--- START Task data ---
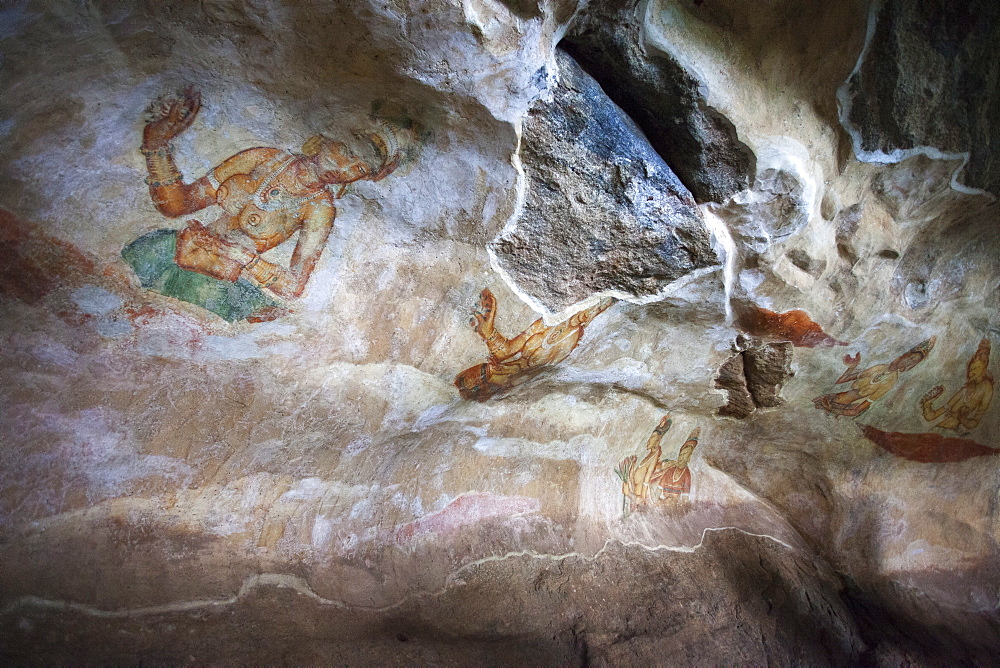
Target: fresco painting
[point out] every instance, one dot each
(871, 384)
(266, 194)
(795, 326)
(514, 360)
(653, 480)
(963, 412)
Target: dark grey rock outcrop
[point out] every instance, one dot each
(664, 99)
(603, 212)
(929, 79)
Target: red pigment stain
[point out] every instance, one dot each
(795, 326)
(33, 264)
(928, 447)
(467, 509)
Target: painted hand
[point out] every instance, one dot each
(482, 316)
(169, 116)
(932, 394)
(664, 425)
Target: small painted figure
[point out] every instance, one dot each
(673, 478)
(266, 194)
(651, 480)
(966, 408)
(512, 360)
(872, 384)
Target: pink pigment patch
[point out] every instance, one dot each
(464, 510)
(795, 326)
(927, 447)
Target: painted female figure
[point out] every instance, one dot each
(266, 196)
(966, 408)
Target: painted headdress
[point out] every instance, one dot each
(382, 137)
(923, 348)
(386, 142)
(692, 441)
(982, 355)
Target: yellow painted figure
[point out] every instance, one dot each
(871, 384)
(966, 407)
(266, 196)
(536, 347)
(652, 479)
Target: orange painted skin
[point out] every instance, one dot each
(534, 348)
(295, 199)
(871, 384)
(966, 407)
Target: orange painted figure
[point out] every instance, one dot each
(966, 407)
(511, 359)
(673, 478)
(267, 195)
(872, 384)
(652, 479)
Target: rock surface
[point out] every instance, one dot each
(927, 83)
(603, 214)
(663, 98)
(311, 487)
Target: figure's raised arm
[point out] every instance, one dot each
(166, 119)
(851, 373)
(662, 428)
--- END Task data ---
--- START Task data ---
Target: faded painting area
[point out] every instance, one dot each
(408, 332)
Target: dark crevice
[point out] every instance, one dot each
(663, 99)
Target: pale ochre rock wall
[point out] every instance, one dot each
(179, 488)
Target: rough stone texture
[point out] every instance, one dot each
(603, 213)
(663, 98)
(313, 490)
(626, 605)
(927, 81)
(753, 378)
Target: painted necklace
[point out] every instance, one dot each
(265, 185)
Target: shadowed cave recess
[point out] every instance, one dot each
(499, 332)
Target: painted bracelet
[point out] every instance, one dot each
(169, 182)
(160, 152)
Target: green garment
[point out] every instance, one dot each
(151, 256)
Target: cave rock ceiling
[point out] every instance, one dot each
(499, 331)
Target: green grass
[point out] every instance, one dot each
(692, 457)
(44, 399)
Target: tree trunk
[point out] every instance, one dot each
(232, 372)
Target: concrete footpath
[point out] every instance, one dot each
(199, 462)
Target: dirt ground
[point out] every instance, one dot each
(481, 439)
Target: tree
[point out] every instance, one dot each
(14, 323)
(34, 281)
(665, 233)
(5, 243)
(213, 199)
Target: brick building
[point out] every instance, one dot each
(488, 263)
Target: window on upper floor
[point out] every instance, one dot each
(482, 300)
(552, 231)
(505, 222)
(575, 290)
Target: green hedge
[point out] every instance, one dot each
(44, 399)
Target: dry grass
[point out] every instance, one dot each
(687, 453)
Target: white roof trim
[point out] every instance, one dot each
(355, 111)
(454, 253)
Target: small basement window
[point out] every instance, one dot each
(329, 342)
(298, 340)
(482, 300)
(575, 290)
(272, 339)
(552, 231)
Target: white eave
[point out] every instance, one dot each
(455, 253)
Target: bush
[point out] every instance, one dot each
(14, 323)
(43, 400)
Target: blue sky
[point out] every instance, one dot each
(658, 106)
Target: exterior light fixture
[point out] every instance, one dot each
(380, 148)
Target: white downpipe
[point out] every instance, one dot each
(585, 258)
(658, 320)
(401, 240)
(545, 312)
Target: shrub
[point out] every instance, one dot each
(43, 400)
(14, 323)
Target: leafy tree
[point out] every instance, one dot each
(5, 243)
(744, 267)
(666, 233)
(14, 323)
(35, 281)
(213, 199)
--- END Task data ---
--- START Task data ---
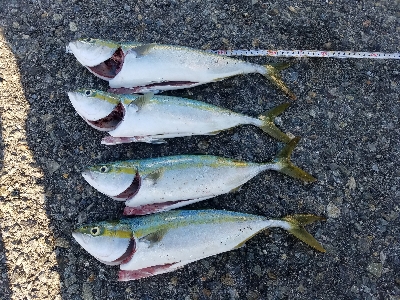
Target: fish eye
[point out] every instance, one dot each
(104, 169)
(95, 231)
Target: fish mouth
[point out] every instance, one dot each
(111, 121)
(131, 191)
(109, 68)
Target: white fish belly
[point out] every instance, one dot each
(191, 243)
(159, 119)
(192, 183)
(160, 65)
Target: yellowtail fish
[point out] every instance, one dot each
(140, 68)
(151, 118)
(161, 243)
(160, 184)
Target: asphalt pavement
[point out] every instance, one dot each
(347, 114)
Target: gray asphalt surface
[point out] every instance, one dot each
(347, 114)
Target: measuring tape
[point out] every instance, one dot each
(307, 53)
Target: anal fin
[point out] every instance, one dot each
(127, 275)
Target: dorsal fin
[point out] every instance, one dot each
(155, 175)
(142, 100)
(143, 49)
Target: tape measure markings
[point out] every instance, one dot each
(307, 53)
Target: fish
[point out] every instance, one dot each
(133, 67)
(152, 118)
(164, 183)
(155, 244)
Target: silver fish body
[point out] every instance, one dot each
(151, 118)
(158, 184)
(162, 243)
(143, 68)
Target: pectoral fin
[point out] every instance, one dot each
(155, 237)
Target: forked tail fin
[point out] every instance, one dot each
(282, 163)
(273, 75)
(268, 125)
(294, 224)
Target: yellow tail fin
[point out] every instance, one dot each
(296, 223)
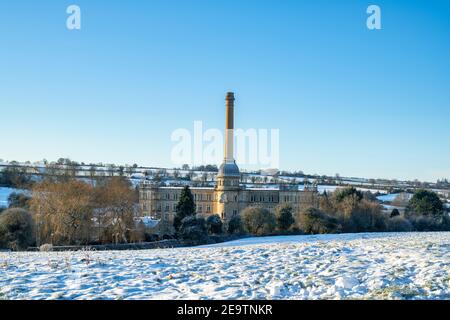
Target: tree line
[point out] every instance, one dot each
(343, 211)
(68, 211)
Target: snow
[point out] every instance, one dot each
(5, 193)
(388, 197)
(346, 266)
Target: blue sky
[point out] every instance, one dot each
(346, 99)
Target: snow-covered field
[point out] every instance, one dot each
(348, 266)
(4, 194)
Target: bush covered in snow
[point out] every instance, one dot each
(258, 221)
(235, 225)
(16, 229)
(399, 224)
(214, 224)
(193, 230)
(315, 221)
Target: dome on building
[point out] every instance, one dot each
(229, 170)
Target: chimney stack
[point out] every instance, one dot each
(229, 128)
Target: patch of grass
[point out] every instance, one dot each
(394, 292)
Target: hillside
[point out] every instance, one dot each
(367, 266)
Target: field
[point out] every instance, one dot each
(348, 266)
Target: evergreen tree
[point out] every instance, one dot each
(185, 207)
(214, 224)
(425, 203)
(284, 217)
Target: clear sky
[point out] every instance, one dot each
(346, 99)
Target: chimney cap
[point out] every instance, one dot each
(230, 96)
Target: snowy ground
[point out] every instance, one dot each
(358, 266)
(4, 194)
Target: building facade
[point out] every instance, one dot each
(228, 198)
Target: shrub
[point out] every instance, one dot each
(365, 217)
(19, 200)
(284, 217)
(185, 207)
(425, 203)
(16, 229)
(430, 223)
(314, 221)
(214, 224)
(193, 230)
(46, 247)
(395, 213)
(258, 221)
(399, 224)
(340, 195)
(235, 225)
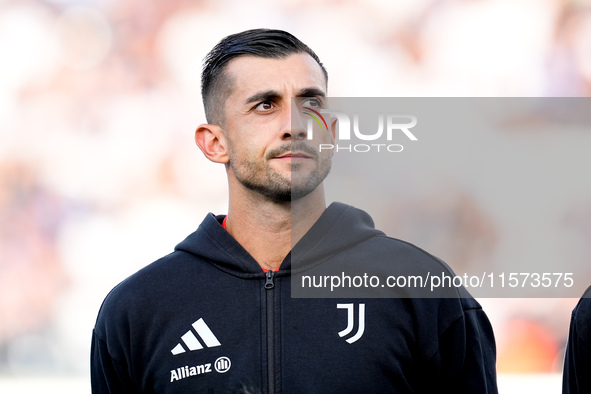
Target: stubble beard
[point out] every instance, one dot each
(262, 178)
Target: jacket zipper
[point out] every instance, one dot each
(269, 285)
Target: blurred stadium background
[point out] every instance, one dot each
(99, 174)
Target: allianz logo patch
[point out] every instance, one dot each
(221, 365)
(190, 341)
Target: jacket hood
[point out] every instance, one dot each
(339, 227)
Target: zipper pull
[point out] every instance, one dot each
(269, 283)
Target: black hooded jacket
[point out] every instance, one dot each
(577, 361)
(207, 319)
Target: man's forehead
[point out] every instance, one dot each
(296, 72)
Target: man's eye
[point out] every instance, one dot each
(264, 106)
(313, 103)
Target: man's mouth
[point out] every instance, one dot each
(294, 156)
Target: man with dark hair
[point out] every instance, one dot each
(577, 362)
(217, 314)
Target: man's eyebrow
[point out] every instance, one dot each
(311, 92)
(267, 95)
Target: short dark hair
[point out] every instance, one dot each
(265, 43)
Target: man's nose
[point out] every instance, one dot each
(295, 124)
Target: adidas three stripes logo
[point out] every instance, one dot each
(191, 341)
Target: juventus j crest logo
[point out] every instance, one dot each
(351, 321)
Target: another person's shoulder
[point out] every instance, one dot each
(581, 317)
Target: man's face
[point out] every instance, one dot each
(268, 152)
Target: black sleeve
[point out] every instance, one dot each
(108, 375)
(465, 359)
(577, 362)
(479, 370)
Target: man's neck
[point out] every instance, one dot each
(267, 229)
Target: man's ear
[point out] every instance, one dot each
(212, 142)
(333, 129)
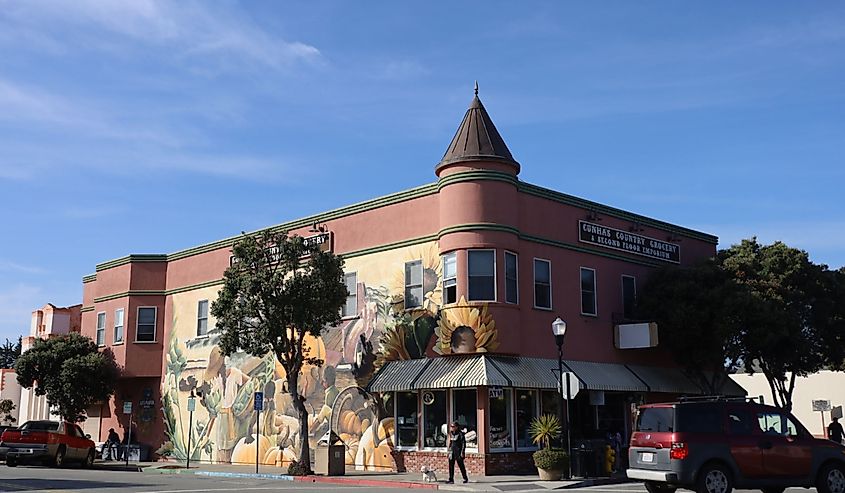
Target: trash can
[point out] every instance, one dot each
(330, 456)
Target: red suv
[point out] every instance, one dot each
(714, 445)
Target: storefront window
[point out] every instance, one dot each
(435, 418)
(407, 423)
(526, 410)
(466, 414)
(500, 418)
--- END Task data ---
[Given problem]
Gather every line in the rows above that contains the word "window".

[Result of this exercise]
Target: window on upper floor
Target: small basement window
Target: storefront window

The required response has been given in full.